▶ EXERCISE OBJECTIVE
Only the lines from the one containing "TARGET: white football helmet" to the end of the entries should be written out, each exactly as it stands, both ends included.

▶ SUPPLIED MATERIAL
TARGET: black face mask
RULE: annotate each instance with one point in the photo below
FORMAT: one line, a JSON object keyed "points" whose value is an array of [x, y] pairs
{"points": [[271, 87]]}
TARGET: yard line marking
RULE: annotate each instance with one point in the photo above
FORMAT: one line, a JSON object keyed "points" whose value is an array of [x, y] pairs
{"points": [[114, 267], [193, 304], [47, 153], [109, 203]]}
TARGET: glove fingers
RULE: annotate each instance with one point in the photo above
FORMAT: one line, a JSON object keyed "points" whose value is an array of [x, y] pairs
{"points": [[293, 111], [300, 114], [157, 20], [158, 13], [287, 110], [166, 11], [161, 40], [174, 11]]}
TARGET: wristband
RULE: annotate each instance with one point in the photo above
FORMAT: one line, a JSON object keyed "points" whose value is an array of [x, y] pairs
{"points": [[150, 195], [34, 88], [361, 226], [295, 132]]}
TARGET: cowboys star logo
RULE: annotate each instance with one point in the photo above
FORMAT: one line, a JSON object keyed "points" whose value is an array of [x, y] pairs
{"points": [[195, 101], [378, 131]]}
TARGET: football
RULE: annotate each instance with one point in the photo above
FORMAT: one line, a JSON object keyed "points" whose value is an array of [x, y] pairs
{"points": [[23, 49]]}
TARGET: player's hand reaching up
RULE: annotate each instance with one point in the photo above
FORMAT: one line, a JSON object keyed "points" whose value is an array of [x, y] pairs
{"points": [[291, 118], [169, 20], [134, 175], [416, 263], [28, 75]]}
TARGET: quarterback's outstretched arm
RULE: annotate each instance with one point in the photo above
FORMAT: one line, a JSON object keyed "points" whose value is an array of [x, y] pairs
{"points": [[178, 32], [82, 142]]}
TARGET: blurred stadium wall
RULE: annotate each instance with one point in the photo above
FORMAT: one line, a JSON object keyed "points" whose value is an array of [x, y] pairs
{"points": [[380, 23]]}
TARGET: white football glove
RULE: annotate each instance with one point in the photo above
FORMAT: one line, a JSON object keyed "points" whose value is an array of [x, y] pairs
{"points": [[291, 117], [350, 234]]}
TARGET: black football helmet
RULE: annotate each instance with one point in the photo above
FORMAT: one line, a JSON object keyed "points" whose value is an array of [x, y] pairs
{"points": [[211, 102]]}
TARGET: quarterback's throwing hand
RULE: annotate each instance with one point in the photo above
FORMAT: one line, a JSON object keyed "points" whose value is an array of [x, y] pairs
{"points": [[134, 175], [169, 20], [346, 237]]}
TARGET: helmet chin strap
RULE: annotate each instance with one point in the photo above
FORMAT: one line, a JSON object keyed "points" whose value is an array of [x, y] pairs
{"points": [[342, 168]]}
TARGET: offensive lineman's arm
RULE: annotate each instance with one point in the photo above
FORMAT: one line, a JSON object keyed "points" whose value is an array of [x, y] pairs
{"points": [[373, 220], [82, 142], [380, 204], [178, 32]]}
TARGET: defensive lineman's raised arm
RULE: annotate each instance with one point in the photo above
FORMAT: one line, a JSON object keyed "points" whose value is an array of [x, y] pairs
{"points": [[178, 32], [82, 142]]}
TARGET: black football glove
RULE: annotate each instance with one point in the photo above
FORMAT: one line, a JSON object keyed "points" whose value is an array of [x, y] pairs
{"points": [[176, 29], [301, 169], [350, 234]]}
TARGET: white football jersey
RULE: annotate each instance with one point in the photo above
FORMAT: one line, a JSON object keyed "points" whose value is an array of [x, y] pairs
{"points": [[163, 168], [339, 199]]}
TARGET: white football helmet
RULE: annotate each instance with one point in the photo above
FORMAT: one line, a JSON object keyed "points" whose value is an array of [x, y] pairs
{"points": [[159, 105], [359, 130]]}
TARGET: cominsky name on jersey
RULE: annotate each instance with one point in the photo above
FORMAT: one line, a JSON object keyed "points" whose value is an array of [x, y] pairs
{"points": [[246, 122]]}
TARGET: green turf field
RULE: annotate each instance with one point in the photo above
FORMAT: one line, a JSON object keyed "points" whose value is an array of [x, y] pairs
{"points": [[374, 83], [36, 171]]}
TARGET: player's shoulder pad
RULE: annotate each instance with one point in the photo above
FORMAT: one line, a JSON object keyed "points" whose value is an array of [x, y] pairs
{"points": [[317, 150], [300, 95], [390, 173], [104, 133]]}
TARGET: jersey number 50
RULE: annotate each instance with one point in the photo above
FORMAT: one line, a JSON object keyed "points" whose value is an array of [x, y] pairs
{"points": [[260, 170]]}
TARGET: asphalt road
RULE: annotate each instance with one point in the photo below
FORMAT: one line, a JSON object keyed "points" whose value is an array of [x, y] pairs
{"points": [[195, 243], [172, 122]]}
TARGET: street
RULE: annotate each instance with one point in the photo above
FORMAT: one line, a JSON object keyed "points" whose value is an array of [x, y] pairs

▶ FINAL RESULT
TARGET: white football helmet
RULE: annotate each instance with one point in the photo above
FORMAT: one line, a JSON object keyed "points" whose value is an array of [x, y] pairs
{"points": [[159, 105], [359, 130]]}
TARGET: cominsky name on jersey
RULE: annotate each instance with one point in the photo above
FORMAT: one line, a JSON object keyed "points" whose value is an array of [x, y] pairs
{"points": [[246, 122]]}
TARGET: green turf field
RULE: annotate each instance with one point in the photo above
FORMAT: one line, a JSON object keyed "points" whose value is an array of [x, y] pairs
{"points": [[374, 83], [36, 171]]}
TARGET: player's shoulder pad
RULE: annotate each instance with one point in the photo above
FORMAT: one line, a JSON object keyed "points" whose value is an array of [x, y] pairs
{"points": [[317, 150], [300, 95], [390, 173], [104, 133]]}
TARGET: jersey number 50
RULE: annotate each instance with one point in the photo above
FORMAT: one line, a JSON object keyed "points" whose value is an array of [x, y] pairs
{"points": [[260, 170]]}
TARGET: asphalt road
RULE: annotate each instance with one point in the photo below
FORMAT: one line, a JSON object keyed "points" whose value is an array of [x, y] pairs
{"points": [[195, 243], [172, 122]]}
TARGET: street
RULE: annotate each instance with one point in the photo above
FORMAT: one line, a JSON object keyed "points" whose value is an array of [x, y] pairs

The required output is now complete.